**TO DO**
a – From the requirements text, list each thing the automated verification gate checks before work is declared complete.
b – Extend the requirements text beyond its final sentence.

Requirement 7: Change gating through specification documents. Changes to tracked artifacts go through a specification document that records intent before execution. The spec says what will change, why, what files are affected, and what acceptance criteria apply, before the change is made. The specification is the decision record. It is version-controlled. It is immutable once written. Corrections go in new documents that reference the original. This is the research equivalent of infrastructure-as-code: the specification is the auditable artifact, not the change itself. This is the specification-before-execution pattern: define what will change and why before making the change. The specification document is not bureaucracy; it is the artifact that makes the change auditable, reversible, and attributable to a deliberate decision rather than an ad-hoc edit.

Requirement 8: Automated integrity verification. A verification gate that checks, automatically, before declaring work complete, whether file hashes match expectations, whether cited references resolve, whether tracked artifacts are consistent, whether anything has changed out-of-band. Humans forget to check. Automated verification does not forget.

**INFORMATION SUPPLIED**

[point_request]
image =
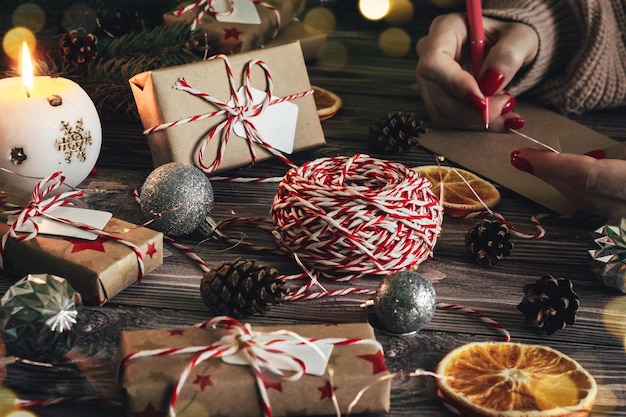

**RESULTS IN ORDER**
a –
- Whether file hashes match expectations
- Whether cited references resolve
- Whether tracked artifacts are consistent
- Whether anything has changed out-of-band

b –
Which of these eight requirements does your current workflow satisfy? Which ones does it violate? For the ones it violates, have you ever experienced the failure mode that the requirement is designed to prevent?

Why Git Alone Does Not Satisfy Them¶

Git tracks file-level diffs. It records what changed and when. It does not track why a change was made. Commit messages are optional and rarely contain the full reasoning. It does not track relationships between files: a commit that modifies a script and a chapter does not record that the chapter cites a result generated by that script. It does not track artifact state: git does not know whether a result is “proposed” or “verified” or “stale.” And it does not propagate staleness: if a dataset changes, git does not flag every result computed from that dataset as needing review.

Git answers “what did you do?” Research provenance answers “why did you do this, what depended on it, and can I trust the result?” Git is necessary infrastructure. Version control is non-negotiable. But it is not sufficient for research provenance. The semantic layer must sit on top of it.

The DOORS Lesson: Right Requirements, Wrong Cost Model¶

IBM DOORS (Dynamic Object-Oriented Requirements System) is a requirements management tool widely used in aerospace and defense, where traceability and regulatory compliance are critical. It got the requirements right decades ago. Typed artifacts. Traceability matrices. Relationship tracking between requirements, implementations, and test cases. The aerospace and defense industries used it because the regulatory environment demanded it. The requirements traceability problem that DOORS solved is the same problem this chapter describes Gotel & Finkelstein, 1994.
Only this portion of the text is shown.